◆ Text excerpt ◆
But most people in Knights’ study fall at the extreme ends of his gradient, defined by Bacteroides and Prevotella, respectively. “The boundaries may be blurred but the differences between the extremes are still there. They’re different ecosystems,” says Jeroen Raes, a co-author on the Nature paper, who is now at the research institute VIB in Ghent, Belgium.
Dusko Ehrlich, another author on the Nature paper, still firmly believes in the concept. “These guys convinced everyone that enterotypes are real after long and hard struggles. Now, we can debate how deep the divide is.”
Rob Knight from the University of Colorado in Boulder, who was involved in Knights’ study, says, “There’s this great diversity and we all agree that reducing that complexity and linking it to clinical traits is really important. The disagreement’s about what the actual structure is.”
This disagreement matters because enterotypes might eventually affect how we weigh a person’s risk of disease, or their response to different drugs. Last year, a study in Science found that the Bacteroides enterotype was associated with diets high in fat or protein, whereas the Prevotella enterotype was associated with a high-carbohydrate diet2. And at the conference Oluf Pedersen, a molecular geneticist from the Steno Diabetes Center in Gentofte, Denmark, presented data showing that obese and “metabolically unhealthy” people tend to have the Bacteroides enterotype.
Arumugam says, “Even if these groups aren’t discrete, if there’s biological meaning to the separation, I’m happy.”
The issue will only be resolved with larger studies that include more populations, such as South Americans and Africans. “We’re at a very early stage of exploration,” says Knight. “In early maps of the United States, we see California as an island separated from the mainland. Likewise, we’re starting to get outlines of how microbial communities are distributed, but we don’t have the equivalent of GPS where we can see everything.”
Raes also wants to understand whether our gut microbes change over time. If one enterotype can change into another, this may explain why some communities fall between them. “We need more longitudinal studies to see if enterotypes are more like enterostates,” he says.

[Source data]
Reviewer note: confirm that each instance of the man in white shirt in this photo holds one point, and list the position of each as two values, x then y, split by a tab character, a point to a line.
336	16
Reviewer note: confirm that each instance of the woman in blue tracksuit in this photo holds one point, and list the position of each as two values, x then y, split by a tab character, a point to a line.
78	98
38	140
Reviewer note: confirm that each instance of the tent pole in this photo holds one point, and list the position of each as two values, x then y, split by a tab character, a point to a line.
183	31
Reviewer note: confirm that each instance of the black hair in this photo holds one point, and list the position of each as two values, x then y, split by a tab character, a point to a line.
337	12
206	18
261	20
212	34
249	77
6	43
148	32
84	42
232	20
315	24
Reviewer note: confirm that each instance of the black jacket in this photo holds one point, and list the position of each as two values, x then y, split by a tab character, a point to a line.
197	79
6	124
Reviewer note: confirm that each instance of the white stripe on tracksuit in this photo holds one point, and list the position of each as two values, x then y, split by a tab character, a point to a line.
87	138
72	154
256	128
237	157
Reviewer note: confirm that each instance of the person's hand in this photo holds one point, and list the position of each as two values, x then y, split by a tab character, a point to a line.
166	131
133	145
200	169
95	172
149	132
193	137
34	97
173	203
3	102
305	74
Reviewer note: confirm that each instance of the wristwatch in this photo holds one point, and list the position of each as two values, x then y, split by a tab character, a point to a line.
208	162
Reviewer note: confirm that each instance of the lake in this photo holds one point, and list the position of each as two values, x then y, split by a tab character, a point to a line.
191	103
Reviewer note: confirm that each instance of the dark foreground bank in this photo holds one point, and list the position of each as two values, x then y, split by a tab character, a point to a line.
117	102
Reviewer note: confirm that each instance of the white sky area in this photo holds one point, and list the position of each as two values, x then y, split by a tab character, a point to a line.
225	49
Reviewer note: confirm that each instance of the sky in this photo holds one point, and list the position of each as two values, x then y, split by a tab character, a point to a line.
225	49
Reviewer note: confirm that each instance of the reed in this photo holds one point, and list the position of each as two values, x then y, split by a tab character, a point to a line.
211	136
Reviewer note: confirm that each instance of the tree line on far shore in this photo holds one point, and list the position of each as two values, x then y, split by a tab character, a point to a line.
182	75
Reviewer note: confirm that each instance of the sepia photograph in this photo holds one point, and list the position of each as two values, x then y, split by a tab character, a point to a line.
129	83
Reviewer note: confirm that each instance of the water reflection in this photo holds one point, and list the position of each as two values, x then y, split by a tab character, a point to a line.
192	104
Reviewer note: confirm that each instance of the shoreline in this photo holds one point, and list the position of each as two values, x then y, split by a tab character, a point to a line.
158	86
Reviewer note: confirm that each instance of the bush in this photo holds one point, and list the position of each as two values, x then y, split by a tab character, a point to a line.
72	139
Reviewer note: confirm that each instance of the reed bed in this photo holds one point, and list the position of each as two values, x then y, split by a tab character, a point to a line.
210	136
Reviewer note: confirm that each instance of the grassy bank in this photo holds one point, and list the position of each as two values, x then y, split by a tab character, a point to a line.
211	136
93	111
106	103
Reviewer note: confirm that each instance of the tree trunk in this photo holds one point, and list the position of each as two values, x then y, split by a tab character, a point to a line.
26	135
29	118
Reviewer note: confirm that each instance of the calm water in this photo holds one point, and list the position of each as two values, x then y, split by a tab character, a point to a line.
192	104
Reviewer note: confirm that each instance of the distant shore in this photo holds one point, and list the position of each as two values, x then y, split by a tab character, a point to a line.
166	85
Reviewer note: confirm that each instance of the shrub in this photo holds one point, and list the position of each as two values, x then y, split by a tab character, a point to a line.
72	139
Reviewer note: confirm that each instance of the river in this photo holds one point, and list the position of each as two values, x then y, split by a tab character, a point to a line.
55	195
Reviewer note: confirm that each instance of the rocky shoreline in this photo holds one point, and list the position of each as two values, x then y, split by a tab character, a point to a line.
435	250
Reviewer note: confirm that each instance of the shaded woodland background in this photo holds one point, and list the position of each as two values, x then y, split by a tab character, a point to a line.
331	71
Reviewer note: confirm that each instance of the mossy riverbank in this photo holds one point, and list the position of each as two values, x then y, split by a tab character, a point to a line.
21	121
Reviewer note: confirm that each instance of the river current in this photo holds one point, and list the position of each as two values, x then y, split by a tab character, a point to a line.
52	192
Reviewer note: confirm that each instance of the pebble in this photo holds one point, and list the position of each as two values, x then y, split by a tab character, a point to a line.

◆ What you need to do ◆
Decide whether each statement agrees with the text on enterotypes, answering yes or no and quoting the deciding words from it. 1. Jeroen Raes now works at the research institute VIB in Ghent, Belgium. 2. The Science study linked the Prevotella enterotype to diets high in fat or protein. 3. Knight says early maps of the United States showed California as an island. The records have no connection to the text.

◆ Solution below ◆
1. Yes: "who is now at the research institute VIB in Ghent, Belgium"
2. No: "the Prevotella enterotype was associated with a high-carbohydrate diet"
3. Yes: "In early maps of the United States, we see California as an island separated from the mainland."